● **QUOTED PASSAGE**
- - -

Evaluation of the learning curve of pediatric kidney transplantation anesthesia

Background/aim: Pediatric kidney transplantation (PKT) anesthesia brings some different challenges than adult kidney transplantation (KT) anesthesia and there are still no studies analyzing the role of experience on PKT outcomes. In this study, we aimed to evaluate the anesthesia learning curve in pediatric kidney transplants performed in our institution and the effect of increasing experience on renal transplantation-related data. Materials and methods: Patients age ≤ 18 years who underwent KT were included in the study, while patients age >18 years were excluded. Patients were divided into 3 groups according to the date of transplant, as the first 10 patients in Group 1, the second 10 patients in Group 2, and the final 11 in Group 3. Groups were compared according to recorded data.
Results: Thirty-one patients were included in the study. Age, sex, and body mass index were matched between the 3 groups. The mean durations of dialysis were 75.0 ± 63.0, 22.4 ± 27.9, and 5.7 ± 4.5 months for Group 1, Group 2, and Group 3, respectively (p = 0.009). Blood loss, duration of postoperative mechanical ventilation, and length of stay in the intensive care unit (ICU) were comparable between the groups. The duration of anesthesia gradually shortened from Group 1 to Group 3 but there was no significant difference between the groups. The mean number of red blood cell (RBC) transfusion was 0.9 ± 0.7 unit in group 1. It decreased to a mean of 0.6 ± 0.7 unit for group 2, and afterward significant decrease occurred down to 0 for group 3 (p = 0.004).
Conclusion: Our results demonstrate that considering the decrease in preoperative dialysis duration and operative RBC transfusion, 20 patients may be enough for anesthesia competency. Transplantation anesthesia experience before PKT, anesthesia technique, and patient characteristics may differ between institutions. Therefore, further prospective studies with established learning curve goals, larger patient volumes, and more variables are needed to validate our results. This work is licensed under a Creative Commons Attribution 4.0 International License.

1. Introduction

End stage renal disease (ESRD) is the terminal stage of chronic kidney disease and the management options are hemodialysis, peritoneal dialysis or transplantation. Kidney transplantation (KT) is the most effective treatment modality in patients with ESRD. Over the past decade, a significant increase in survival rates after KT has been observed due to improvements in immunosuppressive medication, organ procurement, patient preparation, anesthesia, and surgical techniques. Consequently, there has been an increase in the number of kidney transplants performed [1,2].

- - -

● **DATASET RECORDS**
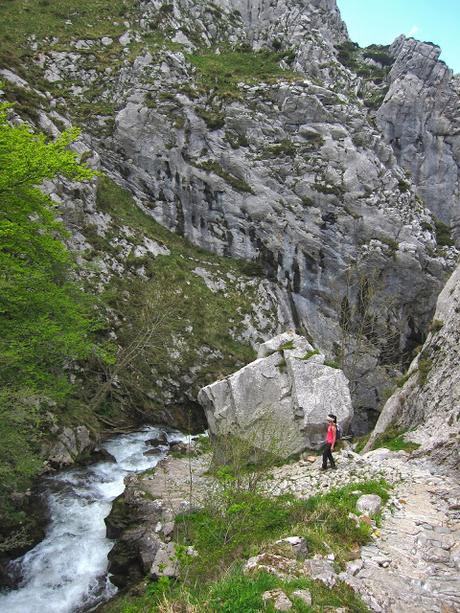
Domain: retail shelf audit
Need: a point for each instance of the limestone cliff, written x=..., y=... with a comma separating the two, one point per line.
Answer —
x=255, y=130
x=420, y=118
x=428, y=404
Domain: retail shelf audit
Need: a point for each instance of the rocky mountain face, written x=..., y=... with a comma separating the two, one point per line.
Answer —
x=289, y=389
x=254, y=130
x=428, y=403
x=420, y=118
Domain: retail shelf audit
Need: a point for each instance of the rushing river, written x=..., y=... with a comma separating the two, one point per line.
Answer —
x=67, y=571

- - -

● **YOUR INSTRUCTIONS**
Copy out the passage of the text on pediatric kidney transplant anesthesia that starts at "Evaluation of the" and ends after "to recorded data.".

● **TASK SOLUTION**
Evaluation of the learning curve of pediatric kidney transplantation anesthesia

Background/aim: Pediatric kidney transplantation (PKT) anesthesia brings some different challenges than adult kidney transplantation (KT) anesthesia and there are still no studies analyzing the role of experience on PKT outcomes. In this study, we aimed to evaluate the anesthesia learning curve in pediatric kidney transplants performed in our institution and the effect of increasing experience on renal transplantation-related data. Materials and methods: Patients age ≤ 18 years who underwent KT were included in the study, while patients age >18 years were excluded. Patients were divided into 3 groups according to the date of transplant, as the first 10 patients in Group 1, the second 10 patients in Group 2, and the final 11 in Group 3. Groups were compared according to recorded data.